◆ Textauszug
>>>>>
U. ging im Schlusswort nochmals auf die Problematik der Abschottung der Festung Europa ein, erklärte dem Staatsanwalt, dass er an dieser Stelle sowieso nicht 130, sondern nur 40 fahren darf und dass die Autobahn gerade an der Grenze durch eine entsprechende Beschilderung und weitere Einrichtungen sehr wohl für Rückstau ausgelegt ist, so dass durch die Blockade keine zusätzliche Gefährdung entstanden sei. Außerdem habe von diesen "weit über 300" Betroffenen einer so "schweren" Straftat keine_r Anzeige erstattet, so dass die Beeinträchtigung offensichtlich nicht als besonders schwerwiegend empfunden worden war.

Nach kurzer Beratung des Richters und der beiden Schöffen (die übrigens zu Beginn der Verhandlung vereidigt wurden, so dass es wohl ihre erste Verhandlung gewesen sein dürfte) kam auch schon das Urteil: Berufung verworfen, es bleibt bei den 60 Tagessätzen. Im Wesentlichen berief sich der Vorsitzende darauf, dass die Zweite-Reihe-Rechtsprechung (s. o.) inzwischen höchstrichterlich anerkannter Standard sei. Dass die Blockade eine Versammlung sei und das ganze eine altruistische Motivation hatte, gestand er zu. Dass das Landgericht sich trauen würde, den gängigen Missbrauch des Nötigungsparagrafen trotz der in diesem Fall zutage getretenen Absurditäten und der aufgezeigten Unverhältnismäßigkeit zu durchbrechen, war von vornherein nicht zu erwarten; U. hatte noch gewisse Hoffnungen auf den gesunden Menschenverstand der Schöffen gesetzt, aber die haben sich natürlich auch nicht getraut, sich gleich bei ihrem ersten Einsatz mit dem Richter anzulegen. Umgekehrt hätte ein positives Urteil in dieser Instanz auch noch keine allgemeinen Auswirkungen (außer auf Verfahren in derselben Angelegenheit) gehabt, erst ab dem Oberlandesgericht handelt es sich um "obergerichtliche Rechtsprechung", auf die sich andere Angeklagte berufen können. U. freut sich also, vor dem OLG ein solches Urteil zu erstreiten, und hat seinen Anwalt unmittelbar nach dem Verfahren mit der Revision beauftragt.
<<<<<
◆ Auflistung
>>>>>
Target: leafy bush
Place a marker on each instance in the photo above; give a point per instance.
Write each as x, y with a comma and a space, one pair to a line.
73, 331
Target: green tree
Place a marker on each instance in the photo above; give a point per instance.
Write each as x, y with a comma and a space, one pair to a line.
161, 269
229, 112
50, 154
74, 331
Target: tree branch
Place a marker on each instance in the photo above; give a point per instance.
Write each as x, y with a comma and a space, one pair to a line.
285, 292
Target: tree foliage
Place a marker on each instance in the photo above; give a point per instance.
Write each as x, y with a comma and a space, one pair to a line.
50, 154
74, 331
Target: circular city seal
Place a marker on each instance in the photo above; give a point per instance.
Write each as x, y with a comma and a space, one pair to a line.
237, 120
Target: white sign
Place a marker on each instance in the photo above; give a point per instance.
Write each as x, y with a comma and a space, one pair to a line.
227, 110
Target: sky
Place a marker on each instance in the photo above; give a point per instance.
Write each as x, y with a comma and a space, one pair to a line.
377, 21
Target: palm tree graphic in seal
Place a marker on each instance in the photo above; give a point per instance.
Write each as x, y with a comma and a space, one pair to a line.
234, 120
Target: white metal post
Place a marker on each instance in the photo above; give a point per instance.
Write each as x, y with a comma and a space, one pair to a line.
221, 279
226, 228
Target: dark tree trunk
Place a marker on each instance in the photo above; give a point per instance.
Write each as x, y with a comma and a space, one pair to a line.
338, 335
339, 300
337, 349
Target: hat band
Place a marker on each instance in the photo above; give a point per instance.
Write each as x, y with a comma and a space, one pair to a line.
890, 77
<<<<<
>>>>>
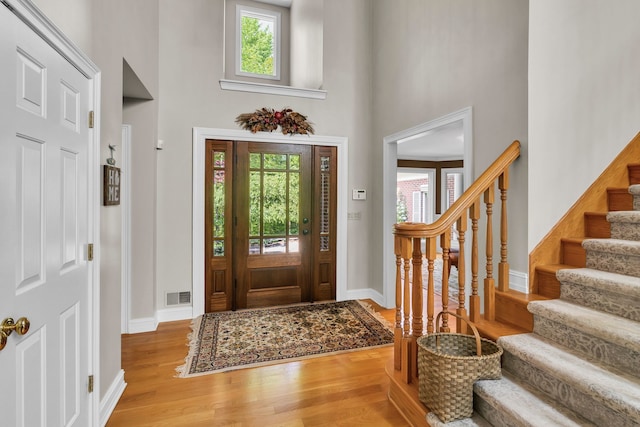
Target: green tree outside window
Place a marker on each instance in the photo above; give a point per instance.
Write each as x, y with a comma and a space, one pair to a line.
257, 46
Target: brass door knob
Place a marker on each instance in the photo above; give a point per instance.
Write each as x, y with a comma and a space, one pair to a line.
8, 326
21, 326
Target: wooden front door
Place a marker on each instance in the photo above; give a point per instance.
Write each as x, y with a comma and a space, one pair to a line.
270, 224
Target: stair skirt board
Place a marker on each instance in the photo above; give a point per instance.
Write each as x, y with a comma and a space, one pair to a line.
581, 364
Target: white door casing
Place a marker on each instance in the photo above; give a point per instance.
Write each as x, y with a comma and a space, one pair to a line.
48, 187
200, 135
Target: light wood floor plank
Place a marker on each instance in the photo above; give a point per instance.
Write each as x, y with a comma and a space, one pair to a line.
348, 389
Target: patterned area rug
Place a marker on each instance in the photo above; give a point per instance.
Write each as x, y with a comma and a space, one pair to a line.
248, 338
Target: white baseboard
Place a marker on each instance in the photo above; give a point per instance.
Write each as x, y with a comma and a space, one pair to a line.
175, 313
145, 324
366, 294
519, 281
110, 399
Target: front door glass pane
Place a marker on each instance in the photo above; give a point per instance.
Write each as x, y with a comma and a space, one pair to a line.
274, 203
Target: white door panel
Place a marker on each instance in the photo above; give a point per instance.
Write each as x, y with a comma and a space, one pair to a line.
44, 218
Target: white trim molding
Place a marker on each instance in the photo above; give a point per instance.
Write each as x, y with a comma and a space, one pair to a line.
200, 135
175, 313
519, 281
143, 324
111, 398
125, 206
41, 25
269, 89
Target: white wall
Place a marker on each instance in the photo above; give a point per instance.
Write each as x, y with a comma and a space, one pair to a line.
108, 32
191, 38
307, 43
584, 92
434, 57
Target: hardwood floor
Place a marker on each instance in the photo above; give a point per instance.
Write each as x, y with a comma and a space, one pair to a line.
<<<<<
>>>>>
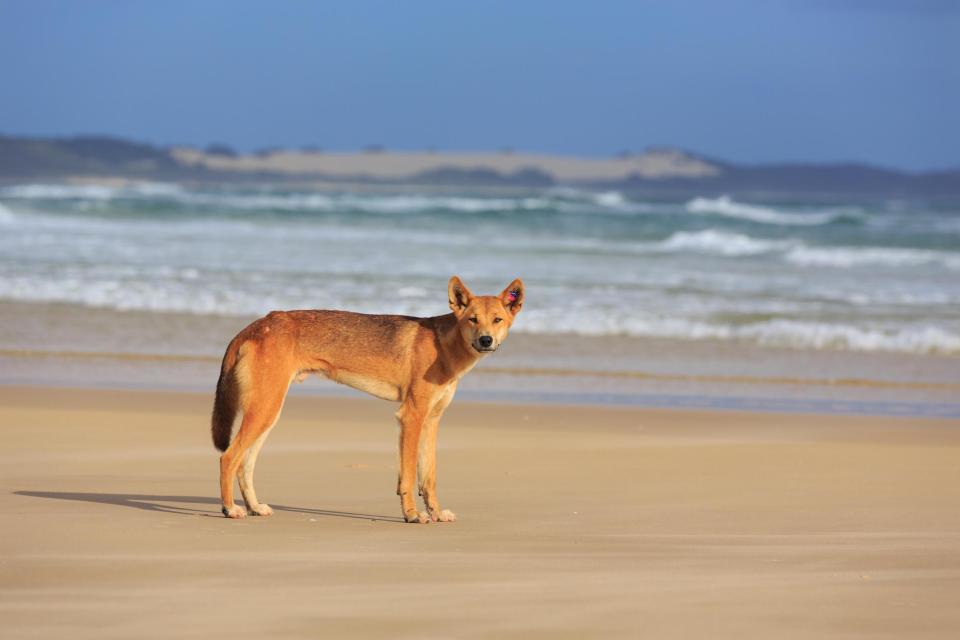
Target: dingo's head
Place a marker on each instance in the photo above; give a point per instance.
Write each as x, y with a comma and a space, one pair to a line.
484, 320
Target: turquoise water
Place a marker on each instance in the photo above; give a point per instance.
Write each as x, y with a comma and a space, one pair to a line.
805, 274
<<<<<
◆ Aufgabe
Nenne alle im Textauszug in Ziffern geschriebenen Zahlen in der Reihenfolge ihres Auftretens.

◆ Antwort
130, 40, 300, 60